WHAT THE TASK REQUIRES
Render the part of the material below that opens with the line containing "of the rocky" and runs to the end of the material, both ends included, as a JSON list of strings with one string per line and blank lines omitted.

EXERCISE INPUTS
□ □ □ □
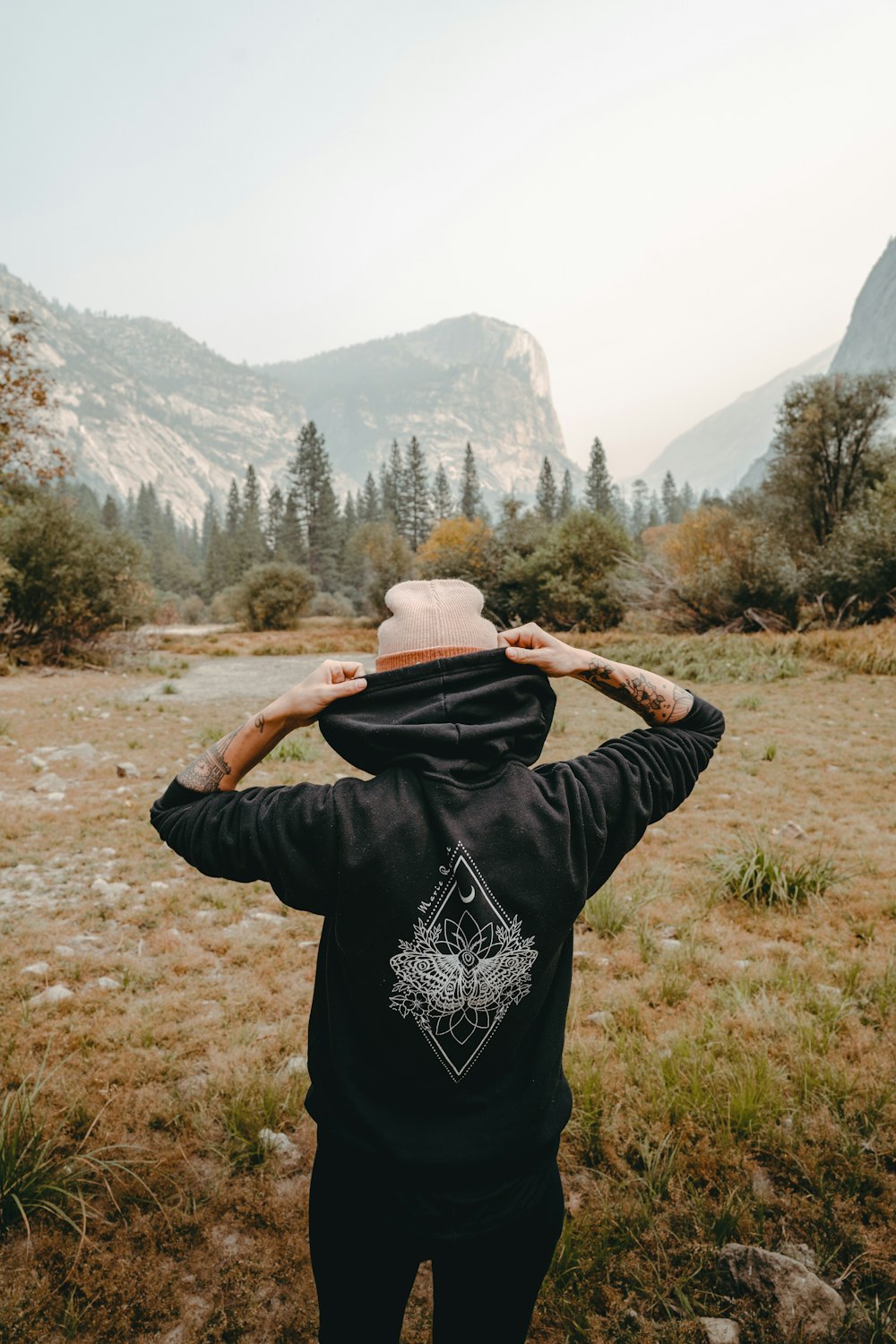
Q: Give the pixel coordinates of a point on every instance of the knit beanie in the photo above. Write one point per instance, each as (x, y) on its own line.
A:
(433, 618)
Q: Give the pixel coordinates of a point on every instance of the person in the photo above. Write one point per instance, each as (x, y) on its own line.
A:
(449, 882)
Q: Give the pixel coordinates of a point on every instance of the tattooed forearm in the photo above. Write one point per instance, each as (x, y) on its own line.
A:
(206, 771)
(654, 698)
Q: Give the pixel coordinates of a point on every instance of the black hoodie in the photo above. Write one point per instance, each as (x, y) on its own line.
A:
(449, 884)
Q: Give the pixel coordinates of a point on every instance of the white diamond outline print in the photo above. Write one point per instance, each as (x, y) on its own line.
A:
(465, 965)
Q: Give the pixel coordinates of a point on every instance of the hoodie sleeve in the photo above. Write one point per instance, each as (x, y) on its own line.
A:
(629, 782)
(285, 836)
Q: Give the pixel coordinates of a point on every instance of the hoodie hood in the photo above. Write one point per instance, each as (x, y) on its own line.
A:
(466, 715)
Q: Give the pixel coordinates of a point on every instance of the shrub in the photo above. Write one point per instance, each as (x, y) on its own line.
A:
(273, 596)
(332, 604)
(64, 578)
(723, 564)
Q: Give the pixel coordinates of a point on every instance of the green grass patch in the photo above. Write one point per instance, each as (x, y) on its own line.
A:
(766, 876)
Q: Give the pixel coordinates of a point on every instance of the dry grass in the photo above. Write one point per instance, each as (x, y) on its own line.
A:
(739, 1083)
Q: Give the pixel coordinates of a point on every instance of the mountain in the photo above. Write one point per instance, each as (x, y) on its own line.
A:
(465, 378)
(731, 448)
(142, 401)
(869, 343)
(871, 338)
(715, 453)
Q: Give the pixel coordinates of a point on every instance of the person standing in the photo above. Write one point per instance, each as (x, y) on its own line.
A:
(449, 883)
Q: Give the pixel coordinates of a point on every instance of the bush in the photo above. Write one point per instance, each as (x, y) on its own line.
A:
(724, 562)
(567, 578)
(273, 596)
(458, 548)
(64, 578)
(332, 604)
(378, 558)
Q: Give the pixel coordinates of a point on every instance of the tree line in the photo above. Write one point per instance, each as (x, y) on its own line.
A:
(814, 542)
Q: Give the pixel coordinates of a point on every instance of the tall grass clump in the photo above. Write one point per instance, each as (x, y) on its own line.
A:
(40, 1172)
(766, 876)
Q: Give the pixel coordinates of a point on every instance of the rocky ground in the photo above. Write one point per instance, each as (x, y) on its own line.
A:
(172, 1011)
□ □ □ □
SOLUTION TO THE PROBLEM
[
  "Q: Give the pixel coordinates of a point on every instance of the rocky ground in the photo above. Write one point per instance, each as (x, y) on its own line.",
  "A:",
  "(172, 1011)"
]